## [SET PROBLEM 1]
Reproduce the stretch of the mean reversion backtesting post from "Categories Trading Strategy" through "of prices series.".

## [PAGE TEXT]
>>>>>

Python Backtesting Mean Reversion – Part 4

Python Backtesting Mean Reversion – Part 4

Categories Trading Strategy Backtest

I thought I’d finish off this short series of Python Backtesting Mean Reversion by providing a full, executable script that incorporates the use of SQL queries to extract our ticker symbols from the SQLite database we created in an earlier post (This can be found here)

In this particular example I have decided to run a series of backtests on ticker symbols from the database, based upon a “Niche” of “Gold Miners”. In theory this selection of tickers based upon some non-arbitrary, meaningful grouping criteria should allow us to focus in on pairs of symbols that are more likely to have statistically meaningful co-integration of prices series.

To test other groups of symbols, all we have to do is update the SQL query based upon whichever criteria we are interested in….just as an example, we could change the query to select symbols based upon an “Asset Class” of “Fixed Income”. The possible combinations are obviously plentiful, and we could even incorporate multiple criteria at once to hone our focus even further.

<<<<<

## [DATA FOR THE TASK]
>>>>>

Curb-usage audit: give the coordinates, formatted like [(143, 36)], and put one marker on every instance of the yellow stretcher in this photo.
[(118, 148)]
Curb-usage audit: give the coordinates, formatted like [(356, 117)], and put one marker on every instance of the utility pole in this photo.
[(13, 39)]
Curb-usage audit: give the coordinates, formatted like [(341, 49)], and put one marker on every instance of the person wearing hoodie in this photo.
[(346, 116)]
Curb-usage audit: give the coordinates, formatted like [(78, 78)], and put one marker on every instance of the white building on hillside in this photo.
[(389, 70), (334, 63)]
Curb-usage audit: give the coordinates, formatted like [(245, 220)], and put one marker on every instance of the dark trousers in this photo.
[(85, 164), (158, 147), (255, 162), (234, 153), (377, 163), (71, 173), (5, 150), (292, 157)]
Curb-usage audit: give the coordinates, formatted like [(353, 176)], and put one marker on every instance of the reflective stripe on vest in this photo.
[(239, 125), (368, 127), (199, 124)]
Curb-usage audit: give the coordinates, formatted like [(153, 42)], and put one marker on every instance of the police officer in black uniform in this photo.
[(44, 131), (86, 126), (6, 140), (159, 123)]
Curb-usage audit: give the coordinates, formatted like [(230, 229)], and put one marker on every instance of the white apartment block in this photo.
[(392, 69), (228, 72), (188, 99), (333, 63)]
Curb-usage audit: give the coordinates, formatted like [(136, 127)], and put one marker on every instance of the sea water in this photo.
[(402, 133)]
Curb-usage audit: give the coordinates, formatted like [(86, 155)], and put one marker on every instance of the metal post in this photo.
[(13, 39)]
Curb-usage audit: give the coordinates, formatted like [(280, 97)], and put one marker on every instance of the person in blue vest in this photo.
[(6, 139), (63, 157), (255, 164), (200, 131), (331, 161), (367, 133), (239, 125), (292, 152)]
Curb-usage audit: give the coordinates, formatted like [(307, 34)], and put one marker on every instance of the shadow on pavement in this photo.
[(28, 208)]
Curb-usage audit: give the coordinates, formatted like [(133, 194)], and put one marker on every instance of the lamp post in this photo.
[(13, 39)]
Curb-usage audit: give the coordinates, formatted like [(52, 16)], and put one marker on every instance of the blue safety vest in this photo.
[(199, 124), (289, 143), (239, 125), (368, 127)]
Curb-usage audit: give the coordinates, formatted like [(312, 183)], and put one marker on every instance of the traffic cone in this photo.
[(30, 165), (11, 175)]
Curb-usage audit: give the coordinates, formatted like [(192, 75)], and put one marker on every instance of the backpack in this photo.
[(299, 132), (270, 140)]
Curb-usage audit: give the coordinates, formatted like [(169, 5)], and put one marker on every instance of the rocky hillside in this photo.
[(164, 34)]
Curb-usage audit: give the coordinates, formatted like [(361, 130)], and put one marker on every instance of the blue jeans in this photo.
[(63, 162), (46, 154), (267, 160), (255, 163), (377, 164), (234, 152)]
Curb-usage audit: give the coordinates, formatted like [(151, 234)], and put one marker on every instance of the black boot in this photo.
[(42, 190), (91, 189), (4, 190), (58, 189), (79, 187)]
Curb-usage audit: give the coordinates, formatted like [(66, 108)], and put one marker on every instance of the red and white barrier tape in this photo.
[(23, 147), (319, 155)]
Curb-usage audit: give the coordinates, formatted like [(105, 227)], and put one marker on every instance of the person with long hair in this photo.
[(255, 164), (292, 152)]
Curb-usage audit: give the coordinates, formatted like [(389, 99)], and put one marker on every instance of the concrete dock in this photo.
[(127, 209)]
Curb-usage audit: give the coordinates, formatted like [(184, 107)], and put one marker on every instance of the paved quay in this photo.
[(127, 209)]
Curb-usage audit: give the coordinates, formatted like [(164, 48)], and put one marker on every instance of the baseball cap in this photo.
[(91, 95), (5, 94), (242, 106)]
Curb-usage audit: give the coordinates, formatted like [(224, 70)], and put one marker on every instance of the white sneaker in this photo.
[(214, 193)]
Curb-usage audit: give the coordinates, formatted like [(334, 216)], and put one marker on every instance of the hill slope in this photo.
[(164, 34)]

<<<<<

## [SET PROBLEM 2]
Format the stretch of the records from the line containing "block in this photo." through the line containing "[(392, 69), (228, 72), (188, 99), (333, 63)]" as a JSON list of strings, one string per line, omitting blank lines.

## [SOLUTION 1]
Categories Trading Strategy Backtest

I thought I’d finish off this short series of Python Backtesting Mean Reversion by providing a full, executable script that incorporates the use of SQL queries to extract our ticker symbols from the SQLite database we created in an earlier post (This can be found here)

In this particular example I have decided to run a series of backtests on ticker symbols from the database, based upon a “Niche” of “Gold Miners”. In theory this selection of tickers based upon some non-arbitrary, meaningful grouping criteria should allow us to focus in on pairs of symbols that are more likely to have statistically meaningful co-integration of prices series.

## [SOLUTION 2]
[
  "Curb-usage audit: give the coordinates, formatted like [(230, 229)], and put one marker on every instance of the white apartment block in this photo.",
  "[(392, 69), (228, 72), (188, 99), (333, 63)]"
]